* **TO BE DONE**:
Rewrite all of the material below, putting "descriptive phrase" in place of every "noun phrase" and keeping everything else the same.

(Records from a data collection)
--------

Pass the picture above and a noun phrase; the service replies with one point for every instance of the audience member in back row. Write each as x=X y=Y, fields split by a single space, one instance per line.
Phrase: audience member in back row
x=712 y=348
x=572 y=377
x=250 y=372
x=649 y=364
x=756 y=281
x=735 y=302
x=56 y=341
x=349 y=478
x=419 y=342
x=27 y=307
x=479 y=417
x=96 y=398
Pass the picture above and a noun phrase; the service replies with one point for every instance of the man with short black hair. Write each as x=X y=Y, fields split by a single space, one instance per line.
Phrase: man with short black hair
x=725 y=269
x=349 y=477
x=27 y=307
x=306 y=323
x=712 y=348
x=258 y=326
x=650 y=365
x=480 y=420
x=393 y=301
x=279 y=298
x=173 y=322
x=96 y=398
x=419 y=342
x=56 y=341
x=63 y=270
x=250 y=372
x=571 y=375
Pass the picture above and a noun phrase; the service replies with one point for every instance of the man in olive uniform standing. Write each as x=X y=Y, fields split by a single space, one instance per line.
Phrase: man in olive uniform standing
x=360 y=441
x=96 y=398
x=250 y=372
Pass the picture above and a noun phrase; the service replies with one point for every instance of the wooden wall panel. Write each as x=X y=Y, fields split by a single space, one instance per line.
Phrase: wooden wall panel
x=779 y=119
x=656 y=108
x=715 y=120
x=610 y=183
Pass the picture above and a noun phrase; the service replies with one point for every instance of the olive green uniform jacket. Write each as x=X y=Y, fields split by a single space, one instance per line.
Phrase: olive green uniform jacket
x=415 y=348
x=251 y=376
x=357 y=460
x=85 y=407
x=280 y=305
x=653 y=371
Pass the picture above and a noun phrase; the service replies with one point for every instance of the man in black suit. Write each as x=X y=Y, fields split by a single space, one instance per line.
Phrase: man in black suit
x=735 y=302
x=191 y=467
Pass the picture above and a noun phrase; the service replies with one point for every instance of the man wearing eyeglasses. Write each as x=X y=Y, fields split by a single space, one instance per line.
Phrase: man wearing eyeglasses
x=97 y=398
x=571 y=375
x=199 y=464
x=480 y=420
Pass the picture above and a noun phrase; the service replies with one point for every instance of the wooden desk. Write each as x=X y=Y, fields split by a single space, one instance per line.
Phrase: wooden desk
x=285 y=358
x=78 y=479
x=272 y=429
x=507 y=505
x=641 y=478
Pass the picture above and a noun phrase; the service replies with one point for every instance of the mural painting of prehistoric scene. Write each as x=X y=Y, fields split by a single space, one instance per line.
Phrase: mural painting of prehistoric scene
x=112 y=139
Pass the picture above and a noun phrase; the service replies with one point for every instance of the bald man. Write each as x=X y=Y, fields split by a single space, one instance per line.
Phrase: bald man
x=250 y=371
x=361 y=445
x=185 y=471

--------

* **WORKED SOLUTION**:
Pass the picture above and a descriptive phrase; the service replies with one point for every instance of the audience member in back row. Write each as x=X y=Y, fields split by a single space, one instance per line.
Phrase: audience member in back row
x=712 y=348
x=572 y=377
x=250 y=372
x=649 y=364
x=756 y=281
x=735 y=302
x=56 y=341
x=349 y=478
x=419 y=342
x=27 y=307
x=479 y=417
x=96 y=398
Pass the picture above and a descriptive phrase; the service replies with one point for every instance of the man with short black hair. Write each as x=X y=Y, fields split by a single space, one instance per line.
Phrase: man with short black hair
x=725 y=269
x=349 y=477
x=27 y=307
x=306 y=323
x=712 y=348
x=258 y=326
x=650 y=365
x=480 y=420
x=393 y=301
x=279 y=298
x=173 y=322
x=96 y=398
x=419 y=342
x=56 y=341
x=63 y=270
x=250 y=372
x=571 y=375
Pass the picture above and a descriptive phrase; the service replies with one point for every instance of the man in olive uniform standing. Write each as x=X y=Y, fields split by a single space, one instance per line.
Phrase: man in olive uniform standing
x=360 y=441
x=96 y=398
x=250 y=372
Pass the picture above and a descriptive phrase; the service replies with one point for every instance of the wooden wall panel. Write each as x=X y=Y, fields split by a single space, one instance per line.
Phrase: wooden wall panel
x=779 y=119
x=656 y=108
x=715 y=120
x=610 y=183
Pass the picture above and a descriptive phrase; the service replies with one point for every instance of the olive green uniform jacket. Write each as x=X y=Y, fields split by a single space, one instance per line.
Phrase: olive green uniform jacket
x=415 y=348
x=251 y=376
x=357 y=460
x=85 y=407
x=280 y=305
x=653 y=371
Pass the picture above and a descriptive phrase; the service replies with one point for every instance of the man in black suit. Write each as x=X y=Y, fields split by a single space, one instance per line.
Phrase: man in black suit
x=735 y=302
x=191 y=467
Pass the picture above and a descriptive phrase; the service replies with one point for every instance of the man wearing eyeglasses. Write each as x=X y=Y, fields split by a single space, one instance per line.
Phrase: man wearing eyeglasses
x=97 y=398
x=571 y=375
x=199 y=464
x=480 y=420
Pass the picture above and a descriptive phrase; the service replies with one point for every instance of the wooden desk. Write each as x=X y=Y, fields split by a single space, one instance per line.
Phrase: wooden desk
x=285 y=358
x=78 y=479
x=272 y=429
x=507 y=505
x=641 y=478
Pass the picture above and a descriptive phrase; the service replies with one point for every instance of the mural painting of prehistoric scene. Write each as x=X y=Y, fields split by a single space, one instance per line.
Phrase: mural painting of prehistoric scene
x=112 y=139
Pass the picture above and a descriptive phrase; the service replies with one point for every instance of the bald man. Write each as x=X y=Y, fields split by a single space, one instance per line.
Phrase: bald man
x=250 y=371
x=361 y=445
x=185 y=471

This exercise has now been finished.